◆ Work order 1 ◆
Rewrite the stretch of the report on the dog disease from "Anderson Moores Veterinary Specialists in" through "have been identified.", replacing "euthanased" with "put to sleep".
◆ Work order 2 ◆
Translate this sentence from the report on the dog disease into Spanish: "The cases also seem to be occurring between December and March."

◆ Given text ◆
So far the outbreaks of the disease – which has not yet been named – have been predominantly in the New Forest, and while no cases are thought to have been reported in West Berkshire, vets locally are warning dog owners to be aware of tell-tale signs.
The initial symptoms include wounds, usually between one and four centimetres, on the dogs’ legs below the knee or elbow, which can appear in the form of red patches on the skin and fur loss or ulcers, according to clinical director at Falkland Vetinerary Clinic, Carl Gorman.
The wounds are caused by damaged blood vessels as opposed to injuries while walking in woodland.
Further tests have then founds problems with the dogs kidney’s, including acute kidney failure which can be fatal.
Anderson Moores Veterinary Specialists in Winchester, which has treated eight dogs with the disease since December 2012, is investigating the issue.
Three of the dogs it has treated have survived and the remaining five had to be euthanased due to the severity of the disease.
Two of the dogs in the most recent cases, reported in the past month, had been walked in the Tiptoe area and Wilverley inclosure in the New Forest.
A statement released by the surgery said it was aware of eight other cases, two others from the New Forest and six from other parts of the UK.
The cases also seem to be occurring between December and March.
Falkland vet Dr Gorman said: “Although we don’t know what the cause of the disease is, the mechanisms of the problem have been identified.
“Clients may feel it is prudent to have their dogs checked if they do find similar lesions, and it would be sensible for blood tests to be carried out at an earlier stage than would be normal with skin wounds.”
The Anderson Moores Veterinary Specialists is regularly updating its website on the issue.

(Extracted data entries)
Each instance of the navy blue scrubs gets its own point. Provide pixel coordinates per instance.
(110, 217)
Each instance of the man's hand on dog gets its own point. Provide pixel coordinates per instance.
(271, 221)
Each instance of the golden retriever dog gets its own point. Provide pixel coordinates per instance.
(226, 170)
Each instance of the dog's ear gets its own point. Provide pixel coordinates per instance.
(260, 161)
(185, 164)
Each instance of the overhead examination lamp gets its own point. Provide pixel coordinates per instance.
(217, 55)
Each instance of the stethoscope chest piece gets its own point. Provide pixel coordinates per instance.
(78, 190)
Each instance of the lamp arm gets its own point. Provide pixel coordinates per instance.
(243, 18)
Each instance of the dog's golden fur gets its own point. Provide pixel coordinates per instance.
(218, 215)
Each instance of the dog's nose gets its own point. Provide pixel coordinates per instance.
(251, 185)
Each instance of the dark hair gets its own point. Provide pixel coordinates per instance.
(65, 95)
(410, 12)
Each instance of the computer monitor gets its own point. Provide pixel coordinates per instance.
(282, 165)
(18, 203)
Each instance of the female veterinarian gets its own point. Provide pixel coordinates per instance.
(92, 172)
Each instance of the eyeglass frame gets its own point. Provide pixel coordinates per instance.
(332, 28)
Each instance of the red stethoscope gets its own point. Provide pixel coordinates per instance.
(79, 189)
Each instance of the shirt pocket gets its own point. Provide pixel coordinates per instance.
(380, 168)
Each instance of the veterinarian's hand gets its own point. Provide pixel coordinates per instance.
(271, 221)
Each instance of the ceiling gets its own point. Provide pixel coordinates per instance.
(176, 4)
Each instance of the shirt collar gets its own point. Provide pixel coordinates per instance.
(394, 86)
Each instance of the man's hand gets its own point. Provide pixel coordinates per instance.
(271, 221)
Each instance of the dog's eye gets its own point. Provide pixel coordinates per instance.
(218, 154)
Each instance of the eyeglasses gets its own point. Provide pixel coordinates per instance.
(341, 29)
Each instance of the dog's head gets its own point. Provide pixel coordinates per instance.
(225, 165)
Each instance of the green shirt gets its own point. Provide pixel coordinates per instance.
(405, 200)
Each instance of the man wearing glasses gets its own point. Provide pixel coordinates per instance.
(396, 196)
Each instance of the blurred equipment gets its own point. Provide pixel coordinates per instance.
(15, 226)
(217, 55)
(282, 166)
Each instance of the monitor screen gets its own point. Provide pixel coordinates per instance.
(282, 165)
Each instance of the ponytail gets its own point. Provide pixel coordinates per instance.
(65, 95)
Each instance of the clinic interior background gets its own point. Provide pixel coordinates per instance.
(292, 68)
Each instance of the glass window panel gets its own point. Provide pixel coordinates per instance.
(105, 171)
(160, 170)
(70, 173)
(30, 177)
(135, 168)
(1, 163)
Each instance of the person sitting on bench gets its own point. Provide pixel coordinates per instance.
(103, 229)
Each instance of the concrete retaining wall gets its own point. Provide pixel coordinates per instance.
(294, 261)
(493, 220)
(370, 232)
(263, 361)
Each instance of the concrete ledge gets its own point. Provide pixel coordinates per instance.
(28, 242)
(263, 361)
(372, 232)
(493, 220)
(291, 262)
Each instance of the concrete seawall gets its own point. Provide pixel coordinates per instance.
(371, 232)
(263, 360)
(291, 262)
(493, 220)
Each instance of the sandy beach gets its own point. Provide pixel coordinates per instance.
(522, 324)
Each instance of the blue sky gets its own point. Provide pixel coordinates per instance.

◆ Problem solution 1 ◆
Anderson Moores Veterinary Specialists in Winchester, which has treated eight dogs with the disease since December 2012, is investigating the issue.
Three of the dogs it has treated have survived and the remaining five had to be put to sleep due to the severity of the disease.
Two of the dogs in the most recent cases, reported in the past month, had been walked in the Tiptoe area and Wilverley inclosure in the New Forest.
A statement released by the surgery said it was aware of eight other cases, two others from the New Forest and six from other parts of the UK.
The cases also seem to be occurring between December and March.
Falkland vet Dr Gorman said: “Although we don’t know what the cause of the disease is, the mechanisms of the problem have been identified.

◆ Problem solution 2 ◆
Los casos también parecen producirse entre diciembre y marzo.